Excerpted records →
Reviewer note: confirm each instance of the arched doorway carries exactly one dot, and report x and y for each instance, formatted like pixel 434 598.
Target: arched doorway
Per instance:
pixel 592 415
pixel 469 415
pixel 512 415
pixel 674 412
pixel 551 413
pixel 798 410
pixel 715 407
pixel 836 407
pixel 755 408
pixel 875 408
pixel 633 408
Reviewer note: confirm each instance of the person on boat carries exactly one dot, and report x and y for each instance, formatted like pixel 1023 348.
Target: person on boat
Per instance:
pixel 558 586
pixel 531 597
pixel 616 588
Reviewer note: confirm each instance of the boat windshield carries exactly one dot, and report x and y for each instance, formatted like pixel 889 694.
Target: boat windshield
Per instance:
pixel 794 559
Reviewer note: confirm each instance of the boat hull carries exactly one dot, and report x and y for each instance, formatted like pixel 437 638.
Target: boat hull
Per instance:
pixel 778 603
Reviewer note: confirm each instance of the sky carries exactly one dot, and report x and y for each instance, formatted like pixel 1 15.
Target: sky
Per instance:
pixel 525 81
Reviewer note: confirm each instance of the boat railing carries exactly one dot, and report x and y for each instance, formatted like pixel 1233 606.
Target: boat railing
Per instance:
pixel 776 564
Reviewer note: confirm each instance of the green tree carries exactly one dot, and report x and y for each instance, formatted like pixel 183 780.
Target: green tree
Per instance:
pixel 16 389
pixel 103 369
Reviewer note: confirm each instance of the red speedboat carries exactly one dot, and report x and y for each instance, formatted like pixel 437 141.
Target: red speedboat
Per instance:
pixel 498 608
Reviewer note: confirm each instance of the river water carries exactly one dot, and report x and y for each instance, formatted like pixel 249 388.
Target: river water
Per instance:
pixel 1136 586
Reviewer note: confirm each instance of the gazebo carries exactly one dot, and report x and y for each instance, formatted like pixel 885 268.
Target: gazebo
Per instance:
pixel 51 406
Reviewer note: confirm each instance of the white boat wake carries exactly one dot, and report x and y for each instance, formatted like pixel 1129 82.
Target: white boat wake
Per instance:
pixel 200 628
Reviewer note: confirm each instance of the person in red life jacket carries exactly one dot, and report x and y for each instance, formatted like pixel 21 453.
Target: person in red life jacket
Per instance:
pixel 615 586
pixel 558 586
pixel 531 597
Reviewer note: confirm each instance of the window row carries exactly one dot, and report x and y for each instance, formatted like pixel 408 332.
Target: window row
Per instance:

What this task involves → Reproduce the listing above in full, replacing "Reviewer note" with "Annotator note" wherever it occurs and leaving every other line unchanged.

Result →
Annotator note: confirm each instance of the arched doorway carries exactly one dot, and report x and y for each instance, formatted like pixel 434 598.
Target: arched doorway
Per instance:
pixel 592 415
pixel 469 415
pixel 512 415
pixel 674 412
pixel 551 413
pixel 798 410
pixel 715 407
pixel 836 407
pixel 755 408
pixel 875 408
pixel 633 408
Annotator note: confirm each instance of the person on boat carries exactly one dot, and report x and y for each instance, formatted like pixel 1023 348.
Target: person on boat
Per instance:
pixel 558 586
pixel 531 597
pixel 616 588
Annotator note: confirm each instance of the boat windshield carries exactly one dot, and report x and y for each instance, formatted like pixel 889 694.
Target: boat windshield
Per instance:
pixel 794 559
Annotator note: confirm each instance of the boat hull carries exactly one dot, and report x and y for each instance, formatted like pixel 437 638.
Target: boat hull
Per instance:
pixel 778 603
Annotator note: confirm each instance of the sky carries exactly one dot, and report x and y for each instance, formatted like pixel 1 15.
Target: sky
Per instance:
pixel 525 81
Annotator note: confirm each instance of the boat railing carries exactly one dot, and report x and y for each instance, formatted like pixel 1233 606.
Target: boat railing
Per instance:
pixel 776 564
Annotator note: confirm each instance of the green tree carries exactly one dot, and report x and y for each instance, formatted like pixel 183 780.
Target: green tree
Per instance:
pixel 16 389
pixel 103 369
Annotator note: confirm each instance of the red speedboat carries exactly one dot, and report x and y for each instance, formatted like pixel 437 141.
Target: red speedboat
Per instance:
pixel 498 608
Annotator note: confirm each instance of the river water carries exactly one dot, and report x and y for each instance, formatted like pixel 249 388.
Target: river water
Per instance:
pixel 1136 586
Annotator note: confirm each instance of the gazebo carries exactly one dot, and report x and y for each instance, formatted like pixel 885 268.
Target: gazebo
Per instance:
pixel 51 406
Annotator note: confirm each instance of the white boat wake carries exactly one dot, and report x and y for each instance, formatted like pixel 1129 82.
Target: white boat wake
Per instance:
pixel 200 628
Annotator note: confirm each instance of the person in red life jacket carries exactly one dot, and report x and y for each instance, formatted like pixel 21 453.
Target: person in red life jacket
Per instance:
pixel 615 586
pixel 558 586
pixel 531 597
Annotator note: confirm each instance of the window row carries exactly one dot, and report x and y for each instance, formatted like pixel 408 332.
Target: window row
Per instance:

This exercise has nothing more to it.